# Exercise passage

###

Cohesin is implicated in establishing and maintaining pluripotency. Whether this is because of essential cohesion functions in the cell cycle or in gene regulation is unknown. Here we tested cohesin’s contribution to reprogramming in systems that reactivate the expression of pluripotency genes in the absence of proliferation (embryonic stem [ES] cell heterokaryons) or DNA replication (nuclear transfer). Contrary to expectations, cohesion depletion enhanced the ability of ES cells to initiate somatic cell reprogramming in heterokaryons. This was explained by increased c-Myc (Myc) expression in cohesin-depleted ES cells, which promoted DNA replicationdependent reprogramming of somatic fusion partners. In contrast, cohesin-depleted somatic cells were poorly reprogrammed in heterokaryons, due in part to defective DNA replication. Pluripotency gene induction was rescued by Myc, which restored DNA replication, and by nuclear transfer, where reprogramming does not require DNA replication. These results redefine cohesin’s role in pluripotency and reveal a novel function for Myc in promoting the replication-dependent reprogramming of somatic nuclei.

###

# Supplied data
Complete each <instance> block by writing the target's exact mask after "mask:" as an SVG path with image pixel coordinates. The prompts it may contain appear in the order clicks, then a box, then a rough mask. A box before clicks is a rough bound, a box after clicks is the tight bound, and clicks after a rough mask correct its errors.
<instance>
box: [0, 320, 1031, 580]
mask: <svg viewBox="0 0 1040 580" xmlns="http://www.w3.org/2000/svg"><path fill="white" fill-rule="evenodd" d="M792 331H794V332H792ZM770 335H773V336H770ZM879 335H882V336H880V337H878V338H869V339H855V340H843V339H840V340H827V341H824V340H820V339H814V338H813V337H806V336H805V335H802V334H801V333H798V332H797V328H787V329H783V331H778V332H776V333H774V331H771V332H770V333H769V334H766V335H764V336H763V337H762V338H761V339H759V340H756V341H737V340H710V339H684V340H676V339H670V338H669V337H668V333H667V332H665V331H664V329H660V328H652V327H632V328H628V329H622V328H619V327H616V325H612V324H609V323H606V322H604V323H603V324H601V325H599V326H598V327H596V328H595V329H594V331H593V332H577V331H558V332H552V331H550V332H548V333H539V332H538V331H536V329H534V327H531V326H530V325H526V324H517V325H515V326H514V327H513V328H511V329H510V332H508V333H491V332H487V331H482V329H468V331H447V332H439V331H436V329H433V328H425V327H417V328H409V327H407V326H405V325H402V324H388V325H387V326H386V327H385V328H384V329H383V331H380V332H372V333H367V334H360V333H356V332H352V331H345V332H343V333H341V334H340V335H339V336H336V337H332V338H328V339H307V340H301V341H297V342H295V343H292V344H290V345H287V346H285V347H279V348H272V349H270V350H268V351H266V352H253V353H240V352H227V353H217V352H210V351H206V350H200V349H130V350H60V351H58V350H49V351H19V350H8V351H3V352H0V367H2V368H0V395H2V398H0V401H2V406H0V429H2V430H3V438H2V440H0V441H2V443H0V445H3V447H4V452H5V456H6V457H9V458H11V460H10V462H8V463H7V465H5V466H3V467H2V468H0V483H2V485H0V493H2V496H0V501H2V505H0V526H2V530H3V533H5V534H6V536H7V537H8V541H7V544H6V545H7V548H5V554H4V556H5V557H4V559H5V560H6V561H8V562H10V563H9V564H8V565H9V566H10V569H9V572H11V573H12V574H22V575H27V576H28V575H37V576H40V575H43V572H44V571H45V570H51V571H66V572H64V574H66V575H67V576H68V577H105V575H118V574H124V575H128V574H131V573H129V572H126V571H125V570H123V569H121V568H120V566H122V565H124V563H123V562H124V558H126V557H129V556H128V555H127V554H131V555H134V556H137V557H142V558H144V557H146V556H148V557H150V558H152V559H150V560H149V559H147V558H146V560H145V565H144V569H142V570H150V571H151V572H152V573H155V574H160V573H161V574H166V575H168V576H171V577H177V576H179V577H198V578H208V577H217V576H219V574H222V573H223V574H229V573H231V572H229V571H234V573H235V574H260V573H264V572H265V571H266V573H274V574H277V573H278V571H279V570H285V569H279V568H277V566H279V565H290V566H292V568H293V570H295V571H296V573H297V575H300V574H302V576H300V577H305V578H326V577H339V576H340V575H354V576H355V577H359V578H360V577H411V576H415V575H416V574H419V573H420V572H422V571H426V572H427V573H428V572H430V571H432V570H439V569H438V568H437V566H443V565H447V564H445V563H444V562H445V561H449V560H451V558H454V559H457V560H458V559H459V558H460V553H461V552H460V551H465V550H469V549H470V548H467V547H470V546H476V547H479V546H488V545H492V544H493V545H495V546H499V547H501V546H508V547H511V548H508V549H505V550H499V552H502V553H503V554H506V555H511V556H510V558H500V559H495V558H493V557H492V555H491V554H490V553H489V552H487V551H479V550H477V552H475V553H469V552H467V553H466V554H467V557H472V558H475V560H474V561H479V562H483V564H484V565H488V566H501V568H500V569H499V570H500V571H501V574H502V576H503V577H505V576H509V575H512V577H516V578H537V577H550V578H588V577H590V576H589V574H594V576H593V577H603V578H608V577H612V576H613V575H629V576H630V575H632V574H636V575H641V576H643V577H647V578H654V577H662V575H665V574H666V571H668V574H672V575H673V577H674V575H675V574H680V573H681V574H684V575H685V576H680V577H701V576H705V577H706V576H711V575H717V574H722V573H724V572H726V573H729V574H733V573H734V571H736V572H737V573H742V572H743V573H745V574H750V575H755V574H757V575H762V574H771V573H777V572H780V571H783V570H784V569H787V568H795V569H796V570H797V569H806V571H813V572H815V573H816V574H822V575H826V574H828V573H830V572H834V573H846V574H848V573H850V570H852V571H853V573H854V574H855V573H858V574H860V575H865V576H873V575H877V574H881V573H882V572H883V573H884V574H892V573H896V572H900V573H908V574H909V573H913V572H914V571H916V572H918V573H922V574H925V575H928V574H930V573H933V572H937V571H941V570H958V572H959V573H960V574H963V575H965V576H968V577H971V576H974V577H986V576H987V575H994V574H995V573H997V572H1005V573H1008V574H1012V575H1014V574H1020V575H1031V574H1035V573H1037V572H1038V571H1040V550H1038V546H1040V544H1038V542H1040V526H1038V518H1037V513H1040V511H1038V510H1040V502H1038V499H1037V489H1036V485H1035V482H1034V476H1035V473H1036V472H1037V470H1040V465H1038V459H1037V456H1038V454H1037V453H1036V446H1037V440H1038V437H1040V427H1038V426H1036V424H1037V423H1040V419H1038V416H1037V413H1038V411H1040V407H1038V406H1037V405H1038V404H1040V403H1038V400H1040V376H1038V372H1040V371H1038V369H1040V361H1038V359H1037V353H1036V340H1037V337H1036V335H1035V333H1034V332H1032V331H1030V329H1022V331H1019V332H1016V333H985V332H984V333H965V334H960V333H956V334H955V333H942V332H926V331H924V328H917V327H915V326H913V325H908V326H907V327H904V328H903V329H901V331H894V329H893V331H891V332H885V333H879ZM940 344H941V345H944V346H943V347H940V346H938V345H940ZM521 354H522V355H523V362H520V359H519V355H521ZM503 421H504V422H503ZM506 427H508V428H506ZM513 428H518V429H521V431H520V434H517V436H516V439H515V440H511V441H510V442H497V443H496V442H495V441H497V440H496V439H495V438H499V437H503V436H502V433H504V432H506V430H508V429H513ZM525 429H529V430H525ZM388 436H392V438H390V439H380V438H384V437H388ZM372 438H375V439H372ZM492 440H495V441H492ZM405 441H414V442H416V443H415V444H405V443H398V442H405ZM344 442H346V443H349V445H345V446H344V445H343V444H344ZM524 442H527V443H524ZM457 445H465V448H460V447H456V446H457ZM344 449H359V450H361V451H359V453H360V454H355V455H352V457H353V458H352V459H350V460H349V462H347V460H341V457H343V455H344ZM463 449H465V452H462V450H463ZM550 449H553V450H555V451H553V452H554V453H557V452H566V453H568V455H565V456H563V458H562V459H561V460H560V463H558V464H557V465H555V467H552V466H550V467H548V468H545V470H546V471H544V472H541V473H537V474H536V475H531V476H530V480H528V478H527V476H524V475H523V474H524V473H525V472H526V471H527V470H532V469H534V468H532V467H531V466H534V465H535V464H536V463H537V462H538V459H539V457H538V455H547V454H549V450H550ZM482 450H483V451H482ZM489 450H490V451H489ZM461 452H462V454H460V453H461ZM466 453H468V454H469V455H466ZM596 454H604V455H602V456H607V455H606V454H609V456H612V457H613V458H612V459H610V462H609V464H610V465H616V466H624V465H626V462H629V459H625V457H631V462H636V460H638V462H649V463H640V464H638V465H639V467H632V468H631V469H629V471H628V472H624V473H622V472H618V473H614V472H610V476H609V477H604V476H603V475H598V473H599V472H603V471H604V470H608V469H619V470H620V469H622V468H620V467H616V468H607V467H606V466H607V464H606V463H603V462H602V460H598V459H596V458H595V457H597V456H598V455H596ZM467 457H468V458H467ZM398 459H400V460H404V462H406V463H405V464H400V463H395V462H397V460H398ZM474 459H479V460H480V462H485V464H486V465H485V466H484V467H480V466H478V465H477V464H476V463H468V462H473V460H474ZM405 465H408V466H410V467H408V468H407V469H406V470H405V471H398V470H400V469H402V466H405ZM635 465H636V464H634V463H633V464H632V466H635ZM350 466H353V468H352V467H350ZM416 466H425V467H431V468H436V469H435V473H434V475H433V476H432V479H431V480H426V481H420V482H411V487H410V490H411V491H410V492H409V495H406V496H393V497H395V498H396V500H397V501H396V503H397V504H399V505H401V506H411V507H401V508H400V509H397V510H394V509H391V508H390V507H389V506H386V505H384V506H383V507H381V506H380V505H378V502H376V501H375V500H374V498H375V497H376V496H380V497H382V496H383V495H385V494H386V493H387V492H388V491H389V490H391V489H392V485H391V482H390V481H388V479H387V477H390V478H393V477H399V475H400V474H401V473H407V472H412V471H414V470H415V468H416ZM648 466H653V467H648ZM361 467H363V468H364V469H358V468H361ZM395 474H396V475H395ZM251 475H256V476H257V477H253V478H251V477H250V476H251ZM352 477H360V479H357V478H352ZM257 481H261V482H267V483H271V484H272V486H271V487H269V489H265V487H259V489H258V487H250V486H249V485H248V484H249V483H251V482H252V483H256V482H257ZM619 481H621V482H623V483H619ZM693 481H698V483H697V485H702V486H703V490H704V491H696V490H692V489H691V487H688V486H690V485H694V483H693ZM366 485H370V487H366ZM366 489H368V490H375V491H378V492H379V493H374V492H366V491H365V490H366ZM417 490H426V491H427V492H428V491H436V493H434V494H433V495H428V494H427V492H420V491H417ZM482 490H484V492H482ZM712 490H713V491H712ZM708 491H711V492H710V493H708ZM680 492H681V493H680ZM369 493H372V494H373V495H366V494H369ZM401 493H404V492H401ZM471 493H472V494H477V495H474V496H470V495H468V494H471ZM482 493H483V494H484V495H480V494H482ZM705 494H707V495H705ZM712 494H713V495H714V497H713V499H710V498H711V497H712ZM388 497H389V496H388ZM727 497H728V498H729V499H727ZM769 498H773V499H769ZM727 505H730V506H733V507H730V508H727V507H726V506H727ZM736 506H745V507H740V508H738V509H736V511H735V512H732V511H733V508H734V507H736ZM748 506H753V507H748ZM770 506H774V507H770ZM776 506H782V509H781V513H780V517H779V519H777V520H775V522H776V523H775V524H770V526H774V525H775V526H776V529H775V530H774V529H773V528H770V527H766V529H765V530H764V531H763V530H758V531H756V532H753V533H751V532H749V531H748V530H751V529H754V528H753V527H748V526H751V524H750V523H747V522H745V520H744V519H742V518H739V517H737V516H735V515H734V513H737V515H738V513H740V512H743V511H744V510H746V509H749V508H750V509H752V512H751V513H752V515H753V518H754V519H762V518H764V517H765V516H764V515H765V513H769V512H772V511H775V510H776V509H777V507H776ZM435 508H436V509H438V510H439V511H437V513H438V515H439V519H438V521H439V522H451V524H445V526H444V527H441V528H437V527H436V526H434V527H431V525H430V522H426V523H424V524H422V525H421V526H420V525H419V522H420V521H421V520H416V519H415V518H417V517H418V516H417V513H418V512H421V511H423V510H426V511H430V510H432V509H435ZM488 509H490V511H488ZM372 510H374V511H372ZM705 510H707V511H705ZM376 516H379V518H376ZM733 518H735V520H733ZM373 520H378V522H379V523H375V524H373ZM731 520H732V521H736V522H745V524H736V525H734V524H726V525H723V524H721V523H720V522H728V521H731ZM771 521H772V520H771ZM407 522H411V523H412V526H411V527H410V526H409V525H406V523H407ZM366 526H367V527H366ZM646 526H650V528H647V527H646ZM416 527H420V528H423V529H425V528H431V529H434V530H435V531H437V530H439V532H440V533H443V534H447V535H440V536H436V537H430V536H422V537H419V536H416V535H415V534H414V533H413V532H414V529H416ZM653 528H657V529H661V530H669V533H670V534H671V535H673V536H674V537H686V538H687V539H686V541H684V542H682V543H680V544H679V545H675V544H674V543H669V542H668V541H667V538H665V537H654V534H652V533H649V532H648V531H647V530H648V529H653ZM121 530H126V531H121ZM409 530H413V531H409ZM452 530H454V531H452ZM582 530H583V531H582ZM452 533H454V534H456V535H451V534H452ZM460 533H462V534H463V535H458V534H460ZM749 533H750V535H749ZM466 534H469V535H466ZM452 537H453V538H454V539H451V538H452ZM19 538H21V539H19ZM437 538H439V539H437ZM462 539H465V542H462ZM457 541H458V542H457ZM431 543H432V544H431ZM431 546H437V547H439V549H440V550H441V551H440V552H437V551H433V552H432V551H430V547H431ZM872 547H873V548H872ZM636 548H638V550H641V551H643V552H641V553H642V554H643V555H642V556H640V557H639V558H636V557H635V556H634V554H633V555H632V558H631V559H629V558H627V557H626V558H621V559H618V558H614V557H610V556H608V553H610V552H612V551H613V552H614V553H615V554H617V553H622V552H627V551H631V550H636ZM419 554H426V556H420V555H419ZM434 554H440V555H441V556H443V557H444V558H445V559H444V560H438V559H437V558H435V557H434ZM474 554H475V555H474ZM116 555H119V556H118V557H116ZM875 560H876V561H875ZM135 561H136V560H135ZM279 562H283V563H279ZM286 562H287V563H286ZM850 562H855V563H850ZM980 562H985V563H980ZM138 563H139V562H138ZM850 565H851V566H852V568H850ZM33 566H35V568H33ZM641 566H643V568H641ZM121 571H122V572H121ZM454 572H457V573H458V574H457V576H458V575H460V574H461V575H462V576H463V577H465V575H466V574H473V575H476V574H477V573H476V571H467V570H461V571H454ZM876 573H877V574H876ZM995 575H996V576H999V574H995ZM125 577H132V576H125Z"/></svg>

###

What rescued pluripotency gene induction, according to the abstract on cohesin? The listing has no connection to the abstract on cohesin.

Myc, which restored DNA replication, and nuclear transfer, where reprogramming does not require DNA replication.